== Segment start ==

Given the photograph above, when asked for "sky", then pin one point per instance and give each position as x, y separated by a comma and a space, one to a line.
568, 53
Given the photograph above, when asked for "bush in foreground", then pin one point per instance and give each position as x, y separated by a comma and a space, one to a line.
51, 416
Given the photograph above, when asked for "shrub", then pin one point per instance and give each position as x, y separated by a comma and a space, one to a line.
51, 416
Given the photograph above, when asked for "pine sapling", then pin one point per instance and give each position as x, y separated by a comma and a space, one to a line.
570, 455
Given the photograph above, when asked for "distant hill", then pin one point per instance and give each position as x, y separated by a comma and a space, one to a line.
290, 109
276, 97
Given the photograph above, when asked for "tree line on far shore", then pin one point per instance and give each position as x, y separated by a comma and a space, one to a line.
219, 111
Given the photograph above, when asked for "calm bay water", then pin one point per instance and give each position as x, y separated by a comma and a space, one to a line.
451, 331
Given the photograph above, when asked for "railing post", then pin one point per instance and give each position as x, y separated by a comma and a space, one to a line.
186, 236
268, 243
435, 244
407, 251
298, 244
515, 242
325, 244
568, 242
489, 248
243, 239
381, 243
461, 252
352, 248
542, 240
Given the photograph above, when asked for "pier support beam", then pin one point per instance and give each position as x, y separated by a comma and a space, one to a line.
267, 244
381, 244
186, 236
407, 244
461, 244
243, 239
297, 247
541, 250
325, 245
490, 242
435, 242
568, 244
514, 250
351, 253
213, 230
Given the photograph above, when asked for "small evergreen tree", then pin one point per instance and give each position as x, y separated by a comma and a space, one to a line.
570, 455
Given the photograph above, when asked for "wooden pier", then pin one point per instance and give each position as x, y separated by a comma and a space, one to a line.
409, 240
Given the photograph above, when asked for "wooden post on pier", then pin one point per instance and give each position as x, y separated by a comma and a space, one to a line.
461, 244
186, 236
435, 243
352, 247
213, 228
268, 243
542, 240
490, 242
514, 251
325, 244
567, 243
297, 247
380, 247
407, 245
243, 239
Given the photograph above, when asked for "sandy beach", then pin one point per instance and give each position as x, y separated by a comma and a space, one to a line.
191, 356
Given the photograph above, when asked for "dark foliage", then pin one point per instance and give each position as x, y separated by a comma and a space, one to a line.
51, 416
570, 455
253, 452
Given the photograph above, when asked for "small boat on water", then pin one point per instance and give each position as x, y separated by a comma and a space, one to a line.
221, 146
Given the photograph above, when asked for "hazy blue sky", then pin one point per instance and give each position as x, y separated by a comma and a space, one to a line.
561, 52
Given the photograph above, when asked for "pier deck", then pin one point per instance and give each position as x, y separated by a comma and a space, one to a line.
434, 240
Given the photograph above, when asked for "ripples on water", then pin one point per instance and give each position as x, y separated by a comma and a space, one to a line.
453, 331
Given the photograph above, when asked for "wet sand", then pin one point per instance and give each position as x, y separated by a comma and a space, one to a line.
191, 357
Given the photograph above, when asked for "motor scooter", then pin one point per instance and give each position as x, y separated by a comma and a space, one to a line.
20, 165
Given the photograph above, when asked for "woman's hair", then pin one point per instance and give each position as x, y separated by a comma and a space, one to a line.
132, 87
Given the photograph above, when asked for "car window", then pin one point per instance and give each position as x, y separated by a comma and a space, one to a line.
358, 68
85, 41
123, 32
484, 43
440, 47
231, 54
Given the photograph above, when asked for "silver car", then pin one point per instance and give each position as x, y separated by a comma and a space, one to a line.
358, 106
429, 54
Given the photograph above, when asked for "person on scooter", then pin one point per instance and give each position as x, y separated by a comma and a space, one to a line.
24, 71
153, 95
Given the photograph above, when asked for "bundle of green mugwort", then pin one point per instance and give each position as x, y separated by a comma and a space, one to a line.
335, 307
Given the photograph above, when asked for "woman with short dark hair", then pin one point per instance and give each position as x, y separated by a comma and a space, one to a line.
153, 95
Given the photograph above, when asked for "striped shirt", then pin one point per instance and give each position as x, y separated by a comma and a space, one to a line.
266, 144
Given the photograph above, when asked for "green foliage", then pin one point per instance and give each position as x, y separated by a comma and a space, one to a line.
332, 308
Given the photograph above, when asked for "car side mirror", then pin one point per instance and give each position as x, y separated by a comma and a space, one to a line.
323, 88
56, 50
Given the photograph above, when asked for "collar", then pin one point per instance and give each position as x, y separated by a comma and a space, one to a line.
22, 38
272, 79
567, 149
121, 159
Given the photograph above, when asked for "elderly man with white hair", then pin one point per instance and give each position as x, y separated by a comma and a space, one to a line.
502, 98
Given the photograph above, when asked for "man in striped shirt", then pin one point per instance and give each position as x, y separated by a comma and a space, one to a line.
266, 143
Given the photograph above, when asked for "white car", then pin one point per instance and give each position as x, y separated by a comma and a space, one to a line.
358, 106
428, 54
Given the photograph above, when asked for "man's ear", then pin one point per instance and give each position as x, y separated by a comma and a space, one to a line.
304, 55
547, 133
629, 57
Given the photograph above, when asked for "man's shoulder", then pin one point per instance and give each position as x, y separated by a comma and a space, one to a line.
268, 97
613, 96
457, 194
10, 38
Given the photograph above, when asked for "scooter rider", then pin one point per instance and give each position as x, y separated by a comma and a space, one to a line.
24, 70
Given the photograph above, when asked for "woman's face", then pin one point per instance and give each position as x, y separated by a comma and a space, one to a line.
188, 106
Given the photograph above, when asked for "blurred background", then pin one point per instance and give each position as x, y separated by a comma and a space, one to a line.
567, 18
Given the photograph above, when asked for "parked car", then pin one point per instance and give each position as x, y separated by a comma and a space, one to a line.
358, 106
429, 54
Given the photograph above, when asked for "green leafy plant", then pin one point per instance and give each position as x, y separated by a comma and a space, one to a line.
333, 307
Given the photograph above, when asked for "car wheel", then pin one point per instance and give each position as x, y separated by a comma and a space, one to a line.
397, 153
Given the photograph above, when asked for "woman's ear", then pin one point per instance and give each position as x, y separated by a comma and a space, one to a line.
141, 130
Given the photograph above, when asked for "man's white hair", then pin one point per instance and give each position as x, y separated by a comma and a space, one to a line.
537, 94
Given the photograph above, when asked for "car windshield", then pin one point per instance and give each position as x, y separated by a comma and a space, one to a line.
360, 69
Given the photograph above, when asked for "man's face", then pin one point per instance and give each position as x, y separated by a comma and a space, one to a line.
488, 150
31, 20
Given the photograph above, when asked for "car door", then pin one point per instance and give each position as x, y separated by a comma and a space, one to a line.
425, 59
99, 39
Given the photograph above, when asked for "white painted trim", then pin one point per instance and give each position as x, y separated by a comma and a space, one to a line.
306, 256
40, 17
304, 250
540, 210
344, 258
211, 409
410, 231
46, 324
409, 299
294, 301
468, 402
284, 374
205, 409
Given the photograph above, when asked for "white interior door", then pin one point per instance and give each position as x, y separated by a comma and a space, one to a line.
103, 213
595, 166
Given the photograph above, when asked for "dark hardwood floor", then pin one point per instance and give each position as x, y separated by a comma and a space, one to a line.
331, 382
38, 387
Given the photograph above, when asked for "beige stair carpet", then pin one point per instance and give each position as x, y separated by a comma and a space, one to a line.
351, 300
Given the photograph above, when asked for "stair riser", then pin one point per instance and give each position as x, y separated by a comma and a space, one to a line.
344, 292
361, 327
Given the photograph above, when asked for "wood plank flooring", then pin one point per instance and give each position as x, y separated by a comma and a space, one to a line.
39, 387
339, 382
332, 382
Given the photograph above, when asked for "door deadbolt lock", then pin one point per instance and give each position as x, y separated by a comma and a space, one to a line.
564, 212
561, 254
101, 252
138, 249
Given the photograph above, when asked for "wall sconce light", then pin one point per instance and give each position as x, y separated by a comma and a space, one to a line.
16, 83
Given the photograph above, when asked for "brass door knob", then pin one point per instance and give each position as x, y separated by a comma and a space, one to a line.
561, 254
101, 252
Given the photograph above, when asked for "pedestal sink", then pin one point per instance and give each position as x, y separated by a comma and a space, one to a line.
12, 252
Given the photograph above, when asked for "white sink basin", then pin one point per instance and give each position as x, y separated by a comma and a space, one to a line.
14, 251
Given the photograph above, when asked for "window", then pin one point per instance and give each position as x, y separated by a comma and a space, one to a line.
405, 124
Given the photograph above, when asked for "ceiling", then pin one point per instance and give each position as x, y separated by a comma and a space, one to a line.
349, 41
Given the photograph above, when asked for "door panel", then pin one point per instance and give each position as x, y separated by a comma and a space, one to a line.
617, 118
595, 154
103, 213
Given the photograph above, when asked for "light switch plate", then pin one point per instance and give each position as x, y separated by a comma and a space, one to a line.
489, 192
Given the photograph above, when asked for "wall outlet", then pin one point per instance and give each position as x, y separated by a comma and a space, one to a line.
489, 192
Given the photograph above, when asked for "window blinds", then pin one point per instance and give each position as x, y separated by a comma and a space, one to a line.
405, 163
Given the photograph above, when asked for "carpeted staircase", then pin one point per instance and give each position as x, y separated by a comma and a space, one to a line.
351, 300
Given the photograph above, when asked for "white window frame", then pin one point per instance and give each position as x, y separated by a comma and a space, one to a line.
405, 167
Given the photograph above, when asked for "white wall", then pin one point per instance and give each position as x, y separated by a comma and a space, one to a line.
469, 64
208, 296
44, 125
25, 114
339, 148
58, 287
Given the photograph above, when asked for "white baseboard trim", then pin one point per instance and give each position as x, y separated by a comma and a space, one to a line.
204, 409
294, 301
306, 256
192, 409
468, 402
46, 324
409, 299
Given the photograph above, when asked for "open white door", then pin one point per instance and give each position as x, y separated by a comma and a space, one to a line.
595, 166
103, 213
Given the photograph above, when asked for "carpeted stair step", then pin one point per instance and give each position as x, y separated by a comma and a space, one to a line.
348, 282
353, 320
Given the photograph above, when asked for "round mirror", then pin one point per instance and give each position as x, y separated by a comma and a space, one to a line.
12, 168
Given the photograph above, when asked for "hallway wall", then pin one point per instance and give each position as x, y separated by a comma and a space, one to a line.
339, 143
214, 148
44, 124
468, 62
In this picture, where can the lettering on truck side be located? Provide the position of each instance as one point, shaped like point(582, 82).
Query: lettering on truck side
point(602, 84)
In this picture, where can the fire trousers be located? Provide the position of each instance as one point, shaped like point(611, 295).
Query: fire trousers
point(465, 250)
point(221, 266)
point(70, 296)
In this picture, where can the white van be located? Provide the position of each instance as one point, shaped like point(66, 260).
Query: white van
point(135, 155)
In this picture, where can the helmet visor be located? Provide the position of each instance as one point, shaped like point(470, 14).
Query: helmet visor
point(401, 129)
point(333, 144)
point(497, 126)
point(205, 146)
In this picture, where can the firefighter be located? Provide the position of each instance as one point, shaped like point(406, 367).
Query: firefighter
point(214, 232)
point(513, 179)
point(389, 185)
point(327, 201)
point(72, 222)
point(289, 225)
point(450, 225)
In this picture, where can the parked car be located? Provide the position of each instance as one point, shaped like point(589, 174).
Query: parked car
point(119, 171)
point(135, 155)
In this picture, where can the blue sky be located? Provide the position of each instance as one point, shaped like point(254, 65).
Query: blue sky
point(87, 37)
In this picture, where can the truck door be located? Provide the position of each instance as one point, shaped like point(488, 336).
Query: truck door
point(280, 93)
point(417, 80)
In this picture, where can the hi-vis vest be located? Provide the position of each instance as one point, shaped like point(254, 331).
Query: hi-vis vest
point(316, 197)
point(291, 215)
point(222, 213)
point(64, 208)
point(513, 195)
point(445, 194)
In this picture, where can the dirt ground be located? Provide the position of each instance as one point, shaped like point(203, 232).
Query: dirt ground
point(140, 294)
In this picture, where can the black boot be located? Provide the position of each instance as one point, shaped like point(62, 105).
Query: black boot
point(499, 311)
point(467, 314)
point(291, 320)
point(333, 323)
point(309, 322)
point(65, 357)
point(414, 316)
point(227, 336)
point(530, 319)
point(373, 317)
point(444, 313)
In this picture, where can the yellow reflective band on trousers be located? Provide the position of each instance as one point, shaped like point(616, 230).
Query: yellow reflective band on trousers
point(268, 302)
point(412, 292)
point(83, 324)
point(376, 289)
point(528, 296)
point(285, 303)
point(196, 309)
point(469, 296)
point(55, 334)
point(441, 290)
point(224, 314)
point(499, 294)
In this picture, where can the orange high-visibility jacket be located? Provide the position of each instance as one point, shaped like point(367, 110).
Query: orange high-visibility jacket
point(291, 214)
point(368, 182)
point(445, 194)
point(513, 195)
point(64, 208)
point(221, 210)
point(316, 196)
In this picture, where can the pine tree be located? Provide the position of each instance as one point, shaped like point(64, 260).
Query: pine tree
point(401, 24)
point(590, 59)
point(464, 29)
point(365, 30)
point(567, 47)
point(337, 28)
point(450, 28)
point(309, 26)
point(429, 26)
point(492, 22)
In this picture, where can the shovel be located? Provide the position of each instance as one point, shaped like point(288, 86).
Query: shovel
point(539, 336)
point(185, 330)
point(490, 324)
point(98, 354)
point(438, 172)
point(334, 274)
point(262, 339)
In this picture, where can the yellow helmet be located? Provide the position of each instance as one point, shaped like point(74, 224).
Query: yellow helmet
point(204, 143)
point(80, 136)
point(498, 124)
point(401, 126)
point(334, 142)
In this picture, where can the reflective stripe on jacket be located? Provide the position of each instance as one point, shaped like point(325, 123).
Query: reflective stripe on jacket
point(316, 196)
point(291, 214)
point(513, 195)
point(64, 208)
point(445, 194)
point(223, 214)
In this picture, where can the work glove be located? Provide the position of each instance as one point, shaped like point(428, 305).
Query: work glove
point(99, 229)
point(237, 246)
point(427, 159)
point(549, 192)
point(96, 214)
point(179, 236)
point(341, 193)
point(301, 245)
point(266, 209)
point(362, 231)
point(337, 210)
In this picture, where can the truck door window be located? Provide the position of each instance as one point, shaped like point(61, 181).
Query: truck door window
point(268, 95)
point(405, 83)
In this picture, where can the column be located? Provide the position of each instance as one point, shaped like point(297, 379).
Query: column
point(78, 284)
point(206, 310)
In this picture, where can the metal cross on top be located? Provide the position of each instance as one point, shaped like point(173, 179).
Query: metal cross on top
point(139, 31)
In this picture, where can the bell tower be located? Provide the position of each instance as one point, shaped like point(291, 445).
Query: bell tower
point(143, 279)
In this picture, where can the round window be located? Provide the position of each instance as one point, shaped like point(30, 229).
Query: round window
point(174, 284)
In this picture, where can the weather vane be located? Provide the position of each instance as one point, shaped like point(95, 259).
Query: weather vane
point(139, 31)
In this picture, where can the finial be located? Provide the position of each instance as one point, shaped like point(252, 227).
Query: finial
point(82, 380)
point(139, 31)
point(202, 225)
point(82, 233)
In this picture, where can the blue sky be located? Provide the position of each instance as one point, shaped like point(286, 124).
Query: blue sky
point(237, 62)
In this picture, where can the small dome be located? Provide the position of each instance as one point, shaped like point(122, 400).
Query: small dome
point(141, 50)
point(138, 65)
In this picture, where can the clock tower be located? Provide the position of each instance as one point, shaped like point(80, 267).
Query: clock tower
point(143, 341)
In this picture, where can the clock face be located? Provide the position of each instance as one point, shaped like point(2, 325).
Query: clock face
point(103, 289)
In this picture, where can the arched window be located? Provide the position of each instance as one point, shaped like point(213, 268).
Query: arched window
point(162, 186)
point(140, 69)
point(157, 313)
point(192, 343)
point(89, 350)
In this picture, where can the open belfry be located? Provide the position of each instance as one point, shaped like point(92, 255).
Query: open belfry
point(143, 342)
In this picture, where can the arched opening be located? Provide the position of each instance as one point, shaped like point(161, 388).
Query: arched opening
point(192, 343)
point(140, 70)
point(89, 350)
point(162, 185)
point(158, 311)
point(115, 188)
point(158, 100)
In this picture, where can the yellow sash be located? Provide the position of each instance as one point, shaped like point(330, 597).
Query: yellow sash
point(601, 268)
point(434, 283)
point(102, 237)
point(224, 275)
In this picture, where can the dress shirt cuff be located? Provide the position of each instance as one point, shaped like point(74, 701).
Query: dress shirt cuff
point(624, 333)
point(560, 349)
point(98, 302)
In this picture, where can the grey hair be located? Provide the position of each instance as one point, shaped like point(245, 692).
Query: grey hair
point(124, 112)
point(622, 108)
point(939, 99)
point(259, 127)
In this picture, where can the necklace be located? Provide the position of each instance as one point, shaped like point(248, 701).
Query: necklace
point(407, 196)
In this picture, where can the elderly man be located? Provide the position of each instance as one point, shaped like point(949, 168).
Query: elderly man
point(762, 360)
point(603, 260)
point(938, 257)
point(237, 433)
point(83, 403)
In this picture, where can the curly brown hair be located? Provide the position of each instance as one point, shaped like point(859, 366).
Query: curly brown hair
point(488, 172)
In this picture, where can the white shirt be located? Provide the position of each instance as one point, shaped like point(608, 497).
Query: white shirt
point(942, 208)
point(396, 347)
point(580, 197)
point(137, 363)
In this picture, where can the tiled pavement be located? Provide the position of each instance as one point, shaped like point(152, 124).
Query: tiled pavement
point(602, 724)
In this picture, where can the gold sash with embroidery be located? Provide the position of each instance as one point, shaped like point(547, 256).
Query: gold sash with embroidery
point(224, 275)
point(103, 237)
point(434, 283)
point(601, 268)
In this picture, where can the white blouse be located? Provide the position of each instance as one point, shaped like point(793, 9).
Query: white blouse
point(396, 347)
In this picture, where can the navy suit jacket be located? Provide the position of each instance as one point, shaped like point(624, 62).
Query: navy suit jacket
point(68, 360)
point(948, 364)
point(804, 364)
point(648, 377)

== Segment end ==

▶ **REQUIRED WORK**
From the records above, copy out the line with "In this picture, where can the grey", the line with "In this picture, where can the necklace", and every line between them, word for word.

▶ **RESPONSE FOR THIS EXERCISE**
In this picture, where can the grey hair be located? Provide the position of each instance as one point, shaped like point(245, 692).
Query: grey hair
point(124, 112)
point(622, 108)
point(939, 99)
point(259, 127)
In this picture, where can the necklace be located? Provide the position of each instance as one point, shaped like point(248, 701).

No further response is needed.